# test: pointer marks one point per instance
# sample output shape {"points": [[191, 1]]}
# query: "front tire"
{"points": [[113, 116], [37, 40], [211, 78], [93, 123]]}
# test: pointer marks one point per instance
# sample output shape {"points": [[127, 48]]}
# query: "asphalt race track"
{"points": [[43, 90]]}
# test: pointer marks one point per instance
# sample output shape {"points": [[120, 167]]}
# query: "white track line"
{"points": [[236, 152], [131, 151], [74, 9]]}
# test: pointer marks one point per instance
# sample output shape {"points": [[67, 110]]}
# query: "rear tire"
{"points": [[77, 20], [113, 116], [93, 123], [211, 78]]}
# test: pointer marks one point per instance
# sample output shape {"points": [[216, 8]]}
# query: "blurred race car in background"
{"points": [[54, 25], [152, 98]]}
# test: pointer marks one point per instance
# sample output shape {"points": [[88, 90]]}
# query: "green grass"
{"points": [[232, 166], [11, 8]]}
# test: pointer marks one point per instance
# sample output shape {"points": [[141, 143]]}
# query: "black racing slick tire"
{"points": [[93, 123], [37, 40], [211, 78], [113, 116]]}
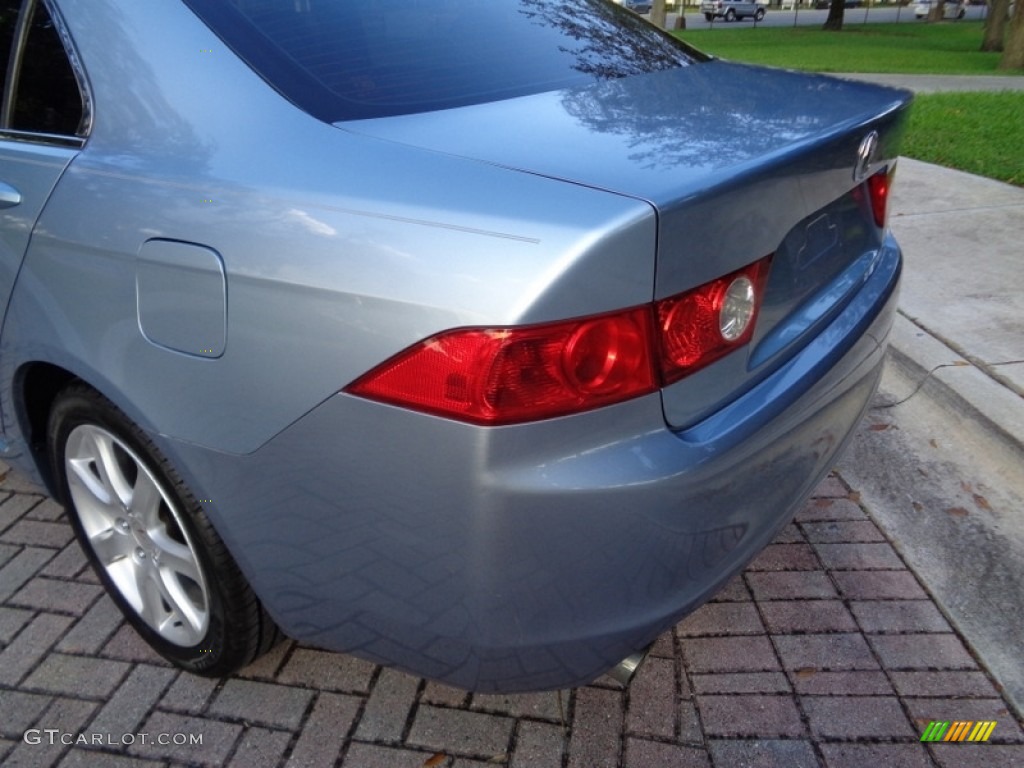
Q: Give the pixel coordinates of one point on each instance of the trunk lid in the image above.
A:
(738, 162)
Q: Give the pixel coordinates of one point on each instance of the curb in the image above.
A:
(949, 378)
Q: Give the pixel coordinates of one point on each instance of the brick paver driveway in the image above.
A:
(825, 651)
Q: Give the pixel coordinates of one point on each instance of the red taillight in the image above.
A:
(698, 327)
(878, 189)
(489, 376)
(514, 375)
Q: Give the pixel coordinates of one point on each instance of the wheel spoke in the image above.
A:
(110, 469)
(145, 500)
(177, 559)
(151, 591)
(111, 546)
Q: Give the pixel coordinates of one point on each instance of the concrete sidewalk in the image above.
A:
(962, 305)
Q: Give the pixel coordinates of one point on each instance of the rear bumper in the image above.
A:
(534, 556)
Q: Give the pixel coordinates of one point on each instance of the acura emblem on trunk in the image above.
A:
(865, 155)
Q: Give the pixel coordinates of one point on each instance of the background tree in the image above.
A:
(995, 24)
(835, 20)
(1013, 53)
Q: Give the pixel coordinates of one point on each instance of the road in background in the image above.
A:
(814, 16)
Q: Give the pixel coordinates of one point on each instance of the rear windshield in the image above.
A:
(347, 59)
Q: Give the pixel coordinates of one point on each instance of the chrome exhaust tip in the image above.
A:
(624, 672)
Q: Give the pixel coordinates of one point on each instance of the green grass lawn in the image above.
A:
(980, 133)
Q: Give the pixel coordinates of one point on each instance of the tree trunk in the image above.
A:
(995, 24)
(835, 20)
(657, 13)
(1013, 53)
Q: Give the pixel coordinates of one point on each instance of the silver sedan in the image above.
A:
(484, 339)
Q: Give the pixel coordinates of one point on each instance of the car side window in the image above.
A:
(41, 92)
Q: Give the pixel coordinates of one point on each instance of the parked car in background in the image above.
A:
(637, 6)
(485, 344)
(731, 10)
(950, 8)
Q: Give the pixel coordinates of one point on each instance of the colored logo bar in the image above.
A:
(958, 730)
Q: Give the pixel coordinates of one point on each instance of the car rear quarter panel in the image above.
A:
(339, 250)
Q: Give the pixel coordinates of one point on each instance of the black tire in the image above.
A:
(150, 541)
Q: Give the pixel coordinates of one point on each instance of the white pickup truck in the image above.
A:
(732, 9)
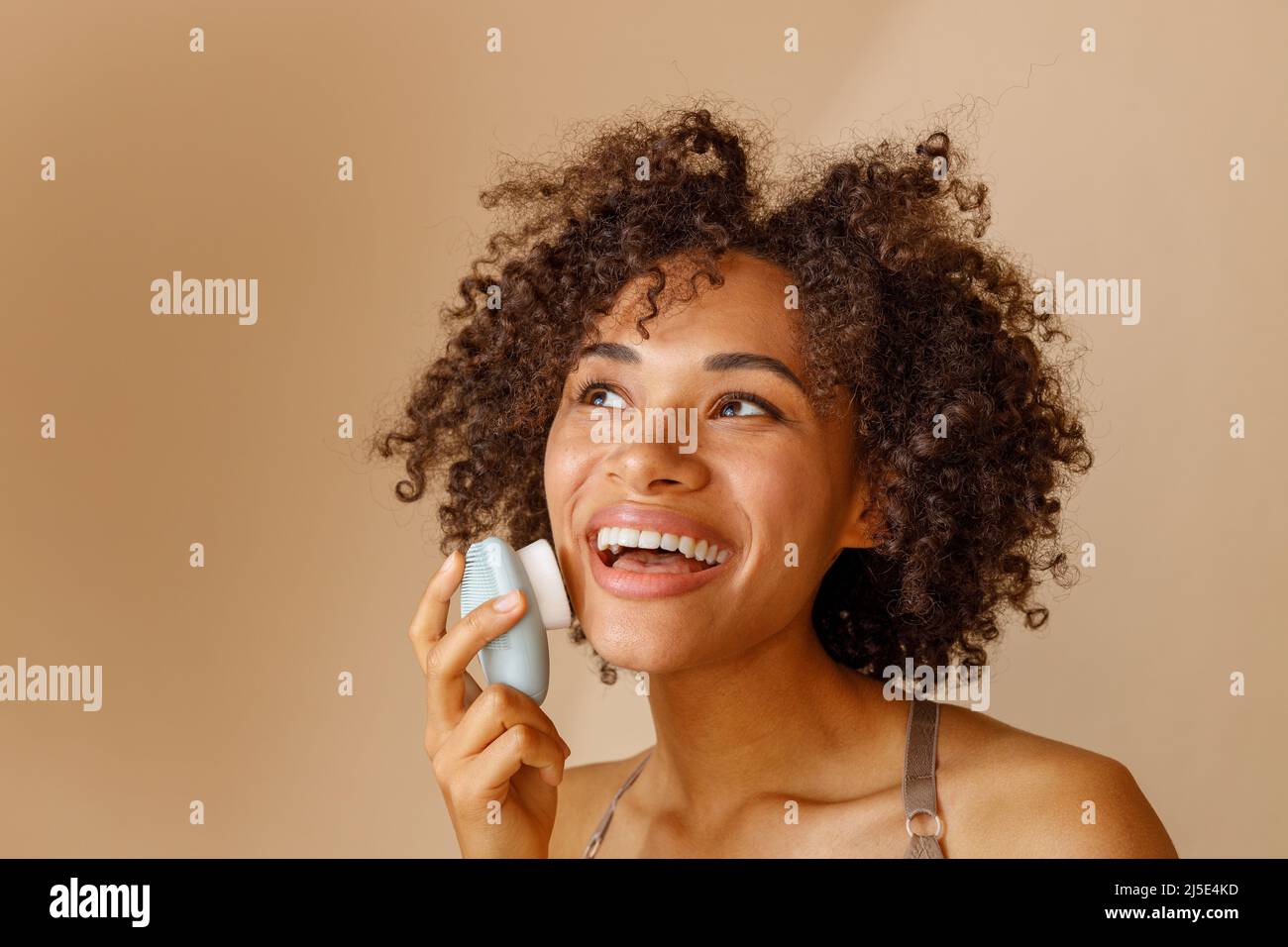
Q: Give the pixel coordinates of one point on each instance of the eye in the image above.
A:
(742, 405)
(599, 394)
(601, 397)
(739, 408)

☆ ☆ ☆ ☆ ☆

Stated goal
Copy out the records again, starting with the line that contains "tire in the image above." and going on through the end of the records, including the requests. Scale every pixel coordinate in the answers by 2.45, rounding to whole numbers with halves going up, and omit the picture.

Reply
Q: Give the pixel coordinates of one point on each instance of the black tire in the image above.
A:
(368, 1325)
Q: Give the pixel coordinates of one point on each instance of the white pickup truck in the image above.
A:
(1793, 22)
Q: Give the pixel coordinates of one point on each instance of the eye in the image above.
A:
(1818, 992)
(1468, 965)
(1472, 973)
(1811, 1000)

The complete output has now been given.